** Listed entries follows **

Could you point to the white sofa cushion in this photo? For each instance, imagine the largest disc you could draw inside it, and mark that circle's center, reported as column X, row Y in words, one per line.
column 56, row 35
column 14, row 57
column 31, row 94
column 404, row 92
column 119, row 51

** End of Listed entries **

**Required work:**
Retype each record exactly, leaving nothing out.

**Answer to the problem:**
Could you point to the white sofa cushion in this photo? For each instance, imagine the largest disc you could draw inside it, and mark that circle's center, reported as column X, row Y in words, one per line.
column 56, row 35
column 14, row 57
column 31, row 94
column 404, row 92
column 119, row 51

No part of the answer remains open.